- **Work request**: In the entries that follow, find the line containing "Where can you see the pool" and the line containing "Where can you see the utility", then copy exactly everything from the first through the second except the pictures.

*** Data Section Begins ***

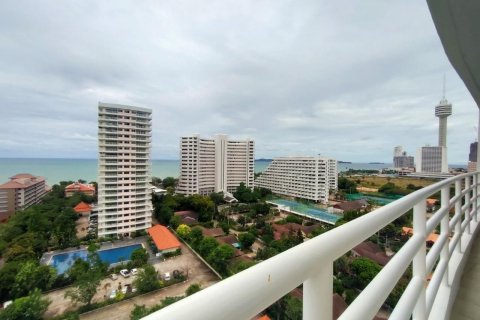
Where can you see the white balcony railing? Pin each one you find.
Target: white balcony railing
(250, 292)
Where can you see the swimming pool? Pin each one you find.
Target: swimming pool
(306, 210)
(63, 261)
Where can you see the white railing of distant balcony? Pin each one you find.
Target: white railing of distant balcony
(248, 293)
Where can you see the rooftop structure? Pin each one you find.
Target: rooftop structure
(88, 189)
(22, 191)
(163, 238)
(303, 177)
(124, 196)
(215, 165)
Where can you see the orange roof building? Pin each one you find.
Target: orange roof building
(22, 191)
(82, 207)
(163, 238)
(87, 189)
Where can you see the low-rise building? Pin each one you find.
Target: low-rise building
(164, 240)
(88, 189)
(22, 191)
(309, 178)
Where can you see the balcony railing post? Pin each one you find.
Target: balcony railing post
(419, 261)
(458, 211)
(468, 208)
(317, 294)
(444, 231)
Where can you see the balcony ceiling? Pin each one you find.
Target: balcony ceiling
(458, 25)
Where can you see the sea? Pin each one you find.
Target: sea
(56, 170)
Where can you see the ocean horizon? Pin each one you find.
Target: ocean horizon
(62, 169)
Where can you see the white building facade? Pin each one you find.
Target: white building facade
(431, 159)
(124, 169)
(302, 177)
(215, 165)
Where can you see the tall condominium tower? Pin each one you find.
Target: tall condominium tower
(443, 110)
(303, 177)
(124, 142)
(214, 165)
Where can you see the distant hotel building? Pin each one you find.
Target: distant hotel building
(472, 157)
(124, 142)
(22, 191)
(214, 165)
(303, 177)
(88, 189)
(401, 160)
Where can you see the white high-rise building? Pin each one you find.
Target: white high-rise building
(124, 169)
(215, 165)
(398, 151)
(303, 177)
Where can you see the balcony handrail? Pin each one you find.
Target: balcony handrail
(249, 292)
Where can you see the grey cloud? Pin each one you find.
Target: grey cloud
(345, 79)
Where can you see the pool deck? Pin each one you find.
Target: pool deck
(288, 209)
(47, 256)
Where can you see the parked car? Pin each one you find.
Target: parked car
(125, 273)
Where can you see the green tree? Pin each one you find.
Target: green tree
(246, 239)
(147, 279)
(196, 236)
(139, 257)
(175, 221)
(207, 245)
(31, 307)
(193, 288)
(168, 182)
(365, 270)
(220, 256)
(32, 275)
(184, 231)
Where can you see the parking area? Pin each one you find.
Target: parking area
(188, 263)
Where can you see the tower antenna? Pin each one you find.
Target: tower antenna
(444, 80)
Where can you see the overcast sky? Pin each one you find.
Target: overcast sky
(346, 79)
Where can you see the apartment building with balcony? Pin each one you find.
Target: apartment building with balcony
(301, 177)
(124, 169)
(22, 191)
(214, 165)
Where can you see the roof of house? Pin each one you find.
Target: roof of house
(21, 181)
(371, 251)
(80, 187)
(163, 238)
(214, 232)
(351, 205)
(432, 237)
(23, 176)
(188, 217)
(82, 207)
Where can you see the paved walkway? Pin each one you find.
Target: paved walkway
(467, 303)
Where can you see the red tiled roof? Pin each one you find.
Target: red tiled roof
(163, 238)
(77, 186)
(22, 176)
(82, 207)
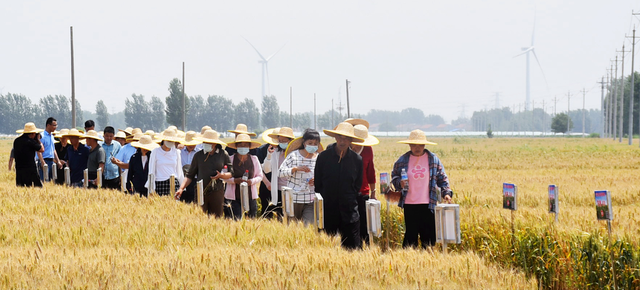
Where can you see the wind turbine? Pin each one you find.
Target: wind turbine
(527, 50)
(265, 67)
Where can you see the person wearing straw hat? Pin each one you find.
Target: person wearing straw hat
(275, 157)
(338, 177)
(243, 163)
(264, 192)
(49, 156)
(297, 168)
(165, 161)
(96, 159)
(186, 155)
(24, 151)
(368, 188)
(240, 129)
(111, 170)
(138, 171)
(77, 155)
(208, 165)
(425, 173)
(121, 137)
(61, 150)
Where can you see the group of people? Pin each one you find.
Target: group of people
(343, 173)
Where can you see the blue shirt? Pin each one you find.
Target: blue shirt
(125, 153)
(47, 142)
(110, 169)
(77, 161)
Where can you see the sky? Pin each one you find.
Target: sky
(448, 58)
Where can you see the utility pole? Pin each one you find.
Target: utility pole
(348, 109)
(568, 110)
(184, 103)
(621, 112)
(602, 108)
(631, 97)
(615, 103)
(583, 110)
(73, 86)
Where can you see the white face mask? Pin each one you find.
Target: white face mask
(243, 150)
(207, 147)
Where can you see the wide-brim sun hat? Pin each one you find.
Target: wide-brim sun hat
(354, 122)
(242, 129)
(244, 138)
(74, 133)
(169, 135)
(297, 143)
(211, 137)
(362, 132)
(146, 143)
(190, 139)
(269, 140)
(92, 134)
(343, 129)
(284, 132)
(29, 128)
(417, 137)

*** Data Section Ends ***

- **Answer to this exercise**:
Where can you see the pool deck? Pin each one you find.
Target: pool deck
(288, 209)
(47, 256)
Where can you see the parked car? Pin each one you find.
Target: parked car
(125, 273)
Where can you see the green tree? Pin each one you find.
Target: green tree
(246, 239)
(147, 279)
(196, 236)
(139, 257)
(175, 221)
(207, 245)
(31, 307)
(193, 288)
(168, 182)
(365, 270)
(220, 256)
(32, 275)
(184, 231)
Where can you see the parking area? Pin each one you find.
Target: parking area
(188, 263)
Where can you see the tower antenna? Pin each one you find.
Target: tower antenna
(444, 80)
Where can you see the overcast sky? Pin each one you find.
Target: overcast sky
(346, 79)
Where can you see the apartment building with balcony? Pin each one you find.
Target: apartment building with balcony
(301, 177)
(124, 169)
(22, 191)
(214, 165)
Where can you see the roof of house? Pin each one you find.
Target: roof of house
(21, 181)
(371, 251)
(80, 187)
(163, 238)
(214, 232)
(351, 205)
(432, 237)
(23, 176)
(188, 217)
(82, 207)
Where can you see the paved walkway? Pin each one you find.
Target: paved walkway
(467, 303)
Where can you see the red tiled roof? Pin each one you find.
Target: red tiled roof
(163, 238)
(77, 186)
(22, 176)
(82, 207)
Where can you see the wind turbine? Pin each one you find.
Target: wind turbine
(527, 50)
(265, 67)
Where can you see the person wearing straw hat? Pin each one you find.
Target: person wearing straw hat
(275, 157)
(338, 177)
(243, 163)
(264, 192)
(49, 156)
(297, 168)
(165, 161)
(96, 159)
(186, 155)
(24, 151)
(368, 188)
(240, 129)
(111, 170)
(138, 171)
(77, 155)
(208, 165)
(425, 173)
(121, 137)
(61, 150)
Where can you see the group of people? Pin each one you find.
Target: group of people
(343, 173)
Where can you see the blue shirt? Pin each one you find.
Target: blue shirt
(125, 153)
(47, 142)
(110, 169)
(77, 161)
Where can you see the sky? Pin each one you find.
Target: sky
(448, 58)
Where can you see the utility pole? Pin each one you find.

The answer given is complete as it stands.